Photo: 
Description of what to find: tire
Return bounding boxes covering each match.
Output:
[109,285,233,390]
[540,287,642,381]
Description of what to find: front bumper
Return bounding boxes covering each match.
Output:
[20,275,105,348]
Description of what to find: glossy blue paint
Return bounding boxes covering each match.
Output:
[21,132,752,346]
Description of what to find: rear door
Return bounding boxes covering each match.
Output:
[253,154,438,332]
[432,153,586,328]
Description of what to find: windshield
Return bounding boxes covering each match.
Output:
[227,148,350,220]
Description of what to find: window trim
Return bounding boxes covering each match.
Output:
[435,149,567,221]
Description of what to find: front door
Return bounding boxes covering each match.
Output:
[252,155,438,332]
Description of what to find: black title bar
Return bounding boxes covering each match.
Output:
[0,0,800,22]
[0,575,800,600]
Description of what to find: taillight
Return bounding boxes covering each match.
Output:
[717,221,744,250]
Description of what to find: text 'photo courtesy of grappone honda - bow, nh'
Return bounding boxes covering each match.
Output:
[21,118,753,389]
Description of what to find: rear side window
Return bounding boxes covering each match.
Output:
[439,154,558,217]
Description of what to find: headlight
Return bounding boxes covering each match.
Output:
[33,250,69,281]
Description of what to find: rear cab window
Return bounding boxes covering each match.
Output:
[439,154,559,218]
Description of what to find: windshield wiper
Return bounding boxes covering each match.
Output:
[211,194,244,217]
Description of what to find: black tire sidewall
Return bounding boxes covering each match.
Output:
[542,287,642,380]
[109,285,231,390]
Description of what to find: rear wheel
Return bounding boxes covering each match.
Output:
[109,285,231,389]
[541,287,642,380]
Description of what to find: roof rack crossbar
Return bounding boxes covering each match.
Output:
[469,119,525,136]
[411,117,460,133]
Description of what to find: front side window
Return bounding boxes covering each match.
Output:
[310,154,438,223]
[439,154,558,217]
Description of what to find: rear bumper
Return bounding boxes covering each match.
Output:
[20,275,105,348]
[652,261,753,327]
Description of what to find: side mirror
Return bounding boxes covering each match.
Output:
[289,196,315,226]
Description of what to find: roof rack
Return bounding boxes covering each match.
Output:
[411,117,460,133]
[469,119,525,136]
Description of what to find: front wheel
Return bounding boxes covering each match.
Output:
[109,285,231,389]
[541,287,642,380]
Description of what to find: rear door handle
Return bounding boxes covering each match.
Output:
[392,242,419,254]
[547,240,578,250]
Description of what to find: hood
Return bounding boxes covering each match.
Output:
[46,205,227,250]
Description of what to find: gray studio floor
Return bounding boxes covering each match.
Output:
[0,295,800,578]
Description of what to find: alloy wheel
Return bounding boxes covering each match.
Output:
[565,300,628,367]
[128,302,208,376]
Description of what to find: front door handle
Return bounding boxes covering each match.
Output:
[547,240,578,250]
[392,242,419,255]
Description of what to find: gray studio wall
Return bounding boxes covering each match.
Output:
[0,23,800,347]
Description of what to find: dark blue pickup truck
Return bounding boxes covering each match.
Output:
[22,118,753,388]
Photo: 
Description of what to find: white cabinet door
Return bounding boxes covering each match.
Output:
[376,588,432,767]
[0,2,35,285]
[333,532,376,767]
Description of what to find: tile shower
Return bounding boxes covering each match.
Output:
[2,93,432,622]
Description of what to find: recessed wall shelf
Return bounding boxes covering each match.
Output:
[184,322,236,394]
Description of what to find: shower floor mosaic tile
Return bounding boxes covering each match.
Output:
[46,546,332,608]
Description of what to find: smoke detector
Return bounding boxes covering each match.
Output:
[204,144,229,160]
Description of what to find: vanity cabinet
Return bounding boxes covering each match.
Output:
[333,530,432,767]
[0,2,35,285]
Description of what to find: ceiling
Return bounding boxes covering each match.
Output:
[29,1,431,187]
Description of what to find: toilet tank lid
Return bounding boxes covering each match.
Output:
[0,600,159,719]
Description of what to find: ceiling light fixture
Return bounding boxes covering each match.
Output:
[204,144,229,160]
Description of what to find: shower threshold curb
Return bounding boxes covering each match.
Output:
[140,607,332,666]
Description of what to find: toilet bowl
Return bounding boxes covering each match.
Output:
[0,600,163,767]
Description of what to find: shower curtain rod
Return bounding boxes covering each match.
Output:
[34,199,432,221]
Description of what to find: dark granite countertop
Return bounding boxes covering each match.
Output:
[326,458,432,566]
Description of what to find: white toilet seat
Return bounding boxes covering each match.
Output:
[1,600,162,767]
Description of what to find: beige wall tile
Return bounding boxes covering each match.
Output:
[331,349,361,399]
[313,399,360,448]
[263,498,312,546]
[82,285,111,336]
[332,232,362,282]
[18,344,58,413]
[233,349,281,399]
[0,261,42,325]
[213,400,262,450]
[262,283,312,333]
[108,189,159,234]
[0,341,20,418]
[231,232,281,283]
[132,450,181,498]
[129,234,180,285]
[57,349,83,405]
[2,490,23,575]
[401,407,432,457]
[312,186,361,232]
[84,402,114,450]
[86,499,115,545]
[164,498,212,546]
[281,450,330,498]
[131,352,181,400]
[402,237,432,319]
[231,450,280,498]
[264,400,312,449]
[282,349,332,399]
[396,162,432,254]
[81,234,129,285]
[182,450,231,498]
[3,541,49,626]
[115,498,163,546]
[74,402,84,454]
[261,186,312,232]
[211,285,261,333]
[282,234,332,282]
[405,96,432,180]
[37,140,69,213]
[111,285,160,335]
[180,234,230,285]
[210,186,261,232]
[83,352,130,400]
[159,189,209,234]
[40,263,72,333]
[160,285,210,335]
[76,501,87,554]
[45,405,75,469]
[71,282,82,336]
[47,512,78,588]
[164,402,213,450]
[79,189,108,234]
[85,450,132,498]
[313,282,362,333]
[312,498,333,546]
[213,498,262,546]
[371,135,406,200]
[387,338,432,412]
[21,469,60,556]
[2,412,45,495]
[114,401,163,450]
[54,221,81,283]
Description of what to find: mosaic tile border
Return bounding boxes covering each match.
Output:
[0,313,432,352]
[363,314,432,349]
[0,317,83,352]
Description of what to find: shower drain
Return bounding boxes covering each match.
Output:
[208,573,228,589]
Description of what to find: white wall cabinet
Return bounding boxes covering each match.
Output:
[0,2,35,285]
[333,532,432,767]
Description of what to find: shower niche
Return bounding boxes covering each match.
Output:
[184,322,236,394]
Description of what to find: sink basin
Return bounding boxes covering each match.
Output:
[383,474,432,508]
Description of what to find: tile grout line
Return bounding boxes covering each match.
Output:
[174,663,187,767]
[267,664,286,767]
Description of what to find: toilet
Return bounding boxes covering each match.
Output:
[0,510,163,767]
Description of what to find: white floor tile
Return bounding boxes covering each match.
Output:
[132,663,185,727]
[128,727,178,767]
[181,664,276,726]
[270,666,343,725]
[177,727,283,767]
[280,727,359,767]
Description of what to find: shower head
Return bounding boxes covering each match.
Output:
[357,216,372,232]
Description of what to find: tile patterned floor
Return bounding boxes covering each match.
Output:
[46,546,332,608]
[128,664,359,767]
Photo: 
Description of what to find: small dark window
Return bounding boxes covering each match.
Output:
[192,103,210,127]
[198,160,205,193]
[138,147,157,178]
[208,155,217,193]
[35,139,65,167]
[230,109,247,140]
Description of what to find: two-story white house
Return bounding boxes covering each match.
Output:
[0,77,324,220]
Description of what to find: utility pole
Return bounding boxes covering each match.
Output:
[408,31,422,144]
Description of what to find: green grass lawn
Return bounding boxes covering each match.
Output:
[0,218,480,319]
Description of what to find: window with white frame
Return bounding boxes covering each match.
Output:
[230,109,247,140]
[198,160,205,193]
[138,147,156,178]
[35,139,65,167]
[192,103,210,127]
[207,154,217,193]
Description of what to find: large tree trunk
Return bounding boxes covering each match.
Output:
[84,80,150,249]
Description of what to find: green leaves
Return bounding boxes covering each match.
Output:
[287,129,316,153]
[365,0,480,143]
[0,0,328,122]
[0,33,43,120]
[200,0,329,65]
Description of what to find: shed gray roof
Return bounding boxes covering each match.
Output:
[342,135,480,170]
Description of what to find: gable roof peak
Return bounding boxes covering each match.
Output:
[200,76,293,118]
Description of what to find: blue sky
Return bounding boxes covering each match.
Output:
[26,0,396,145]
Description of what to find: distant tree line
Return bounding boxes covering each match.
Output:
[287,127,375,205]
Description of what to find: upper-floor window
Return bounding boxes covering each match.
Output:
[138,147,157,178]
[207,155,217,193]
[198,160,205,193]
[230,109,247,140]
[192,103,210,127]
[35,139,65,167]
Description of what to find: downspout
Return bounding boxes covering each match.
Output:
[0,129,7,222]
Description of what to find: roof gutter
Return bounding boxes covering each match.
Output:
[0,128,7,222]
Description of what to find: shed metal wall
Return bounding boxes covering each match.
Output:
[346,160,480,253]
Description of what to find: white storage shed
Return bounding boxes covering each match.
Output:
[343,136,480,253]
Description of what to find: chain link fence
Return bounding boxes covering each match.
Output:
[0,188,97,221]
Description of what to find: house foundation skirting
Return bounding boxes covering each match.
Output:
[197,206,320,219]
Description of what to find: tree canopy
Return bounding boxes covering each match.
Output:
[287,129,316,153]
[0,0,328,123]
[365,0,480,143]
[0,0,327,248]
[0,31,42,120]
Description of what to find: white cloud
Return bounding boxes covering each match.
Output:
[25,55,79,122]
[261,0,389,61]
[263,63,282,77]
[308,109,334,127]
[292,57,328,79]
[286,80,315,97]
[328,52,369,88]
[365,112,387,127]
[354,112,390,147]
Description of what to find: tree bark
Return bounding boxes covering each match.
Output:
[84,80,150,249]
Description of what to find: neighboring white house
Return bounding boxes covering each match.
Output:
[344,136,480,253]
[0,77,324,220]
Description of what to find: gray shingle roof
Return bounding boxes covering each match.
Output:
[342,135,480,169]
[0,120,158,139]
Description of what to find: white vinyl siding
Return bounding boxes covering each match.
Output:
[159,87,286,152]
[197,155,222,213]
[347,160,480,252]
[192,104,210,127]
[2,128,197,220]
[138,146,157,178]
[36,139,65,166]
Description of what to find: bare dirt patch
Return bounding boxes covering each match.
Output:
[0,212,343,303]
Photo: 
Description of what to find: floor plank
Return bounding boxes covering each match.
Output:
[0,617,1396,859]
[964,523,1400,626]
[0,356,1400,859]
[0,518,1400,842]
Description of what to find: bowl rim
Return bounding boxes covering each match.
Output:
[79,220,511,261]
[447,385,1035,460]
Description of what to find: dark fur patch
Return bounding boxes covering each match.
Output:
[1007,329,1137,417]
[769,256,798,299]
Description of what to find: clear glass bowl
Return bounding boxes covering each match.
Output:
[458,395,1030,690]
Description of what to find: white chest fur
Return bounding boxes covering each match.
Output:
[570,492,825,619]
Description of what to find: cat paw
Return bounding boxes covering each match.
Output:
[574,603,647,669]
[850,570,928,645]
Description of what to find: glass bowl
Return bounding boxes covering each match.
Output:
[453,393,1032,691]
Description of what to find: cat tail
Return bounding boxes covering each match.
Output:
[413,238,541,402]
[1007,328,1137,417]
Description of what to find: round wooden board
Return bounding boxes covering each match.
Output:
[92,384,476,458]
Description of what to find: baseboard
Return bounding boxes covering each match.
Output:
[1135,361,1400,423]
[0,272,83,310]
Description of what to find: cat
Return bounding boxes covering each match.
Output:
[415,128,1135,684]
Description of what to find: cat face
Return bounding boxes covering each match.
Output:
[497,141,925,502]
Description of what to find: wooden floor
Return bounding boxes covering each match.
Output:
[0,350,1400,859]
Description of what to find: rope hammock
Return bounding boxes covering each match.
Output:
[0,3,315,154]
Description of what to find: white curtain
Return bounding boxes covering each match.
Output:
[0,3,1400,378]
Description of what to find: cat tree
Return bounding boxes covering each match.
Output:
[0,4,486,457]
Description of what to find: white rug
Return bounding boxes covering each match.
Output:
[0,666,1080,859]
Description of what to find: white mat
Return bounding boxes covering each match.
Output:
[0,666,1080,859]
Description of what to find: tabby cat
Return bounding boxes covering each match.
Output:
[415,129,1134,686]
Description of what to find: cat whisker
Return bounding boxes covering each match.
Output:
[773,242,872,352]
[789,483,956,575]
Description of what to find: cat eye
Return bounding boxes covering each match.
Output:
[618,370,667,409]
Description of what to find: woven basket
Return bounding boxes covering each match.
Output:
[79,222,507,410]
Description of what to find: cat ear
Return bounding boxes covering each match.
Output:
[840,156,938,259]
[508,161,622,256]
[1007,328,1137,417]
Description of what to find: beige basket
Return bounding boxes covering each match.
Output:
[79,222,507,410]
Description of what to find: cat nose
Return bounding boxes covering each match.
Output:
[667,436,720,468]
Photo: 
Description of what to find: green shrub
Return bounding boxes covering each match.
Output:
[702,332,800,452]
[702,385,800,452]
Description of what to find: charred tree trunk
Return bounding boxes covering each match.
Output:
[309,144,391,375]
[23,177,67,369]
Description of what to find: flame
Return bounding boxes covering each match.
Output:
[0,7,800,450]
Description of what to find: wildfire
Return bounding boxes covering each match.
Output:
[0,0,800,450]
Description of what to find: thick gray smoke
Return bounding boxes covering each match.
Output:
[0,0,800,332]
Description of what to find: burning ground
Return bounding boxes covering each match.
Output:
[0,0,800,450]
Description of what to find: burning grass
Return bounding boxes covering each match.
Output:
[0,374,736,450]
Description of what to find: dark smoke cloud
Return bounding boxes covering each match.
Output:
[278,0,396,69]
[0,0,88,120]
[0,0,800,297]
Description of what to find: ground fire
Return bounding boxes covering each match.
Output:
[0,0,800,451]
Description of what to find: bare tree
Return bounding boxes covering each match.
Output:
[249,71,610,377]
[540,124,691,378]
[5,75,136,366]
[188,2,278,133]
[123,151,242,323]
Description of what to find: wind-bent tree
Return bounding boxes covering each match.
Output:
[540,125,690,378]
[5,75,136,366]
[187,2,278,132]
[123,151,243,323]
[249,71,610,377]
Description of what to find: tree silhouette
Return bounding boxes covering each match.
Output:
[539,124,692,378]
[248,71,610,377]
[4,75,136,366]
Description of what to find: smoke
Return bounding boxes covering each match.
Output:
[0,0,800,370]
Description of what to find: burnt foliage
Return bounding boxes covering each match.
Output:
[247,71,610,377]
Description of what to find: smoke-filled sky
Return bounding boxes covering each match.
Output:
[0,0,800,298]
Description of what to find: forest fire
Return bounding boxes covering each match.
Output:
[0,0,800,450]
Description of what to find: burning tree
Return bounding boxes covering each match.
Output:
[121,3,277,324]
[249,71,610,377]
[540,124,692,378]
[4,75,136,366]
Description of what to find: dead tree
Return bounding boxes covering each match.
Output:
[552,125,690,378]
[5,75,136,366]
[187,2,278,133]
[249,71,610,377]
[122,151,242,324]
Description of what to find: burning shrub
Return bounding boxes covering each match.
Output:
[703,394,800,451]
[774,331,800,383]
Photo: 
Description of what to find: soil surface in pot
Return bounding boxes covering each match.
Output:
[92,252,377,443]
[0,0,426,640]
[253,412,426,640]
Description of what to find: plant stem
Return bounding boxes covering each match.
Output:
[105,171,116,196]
== == ==
### OBJECTIVE
Format the entries from the line with "Description of what to find: rear bumper" up to and including the line with "[289,196,315,226]" as a Markdown table with two columns, No. and Line, giving each line its row number and skipping blank lines.

### EXERCISE ANSWER
| No. | Line |
|---|---|
| 1 | Description of what to find: rear bumper |
| 2 | Return bounding boxes covering each match. |
| 3 | Output: |
| 4 | [20,275,105,348] |
| 5 | [652,261,753,327] |
| 6 | Description of what to find: side mirror |
| 7 | Return bounding boxes covering each match. |
| 8 | Output: |
| 9 | [289,196,315,226] |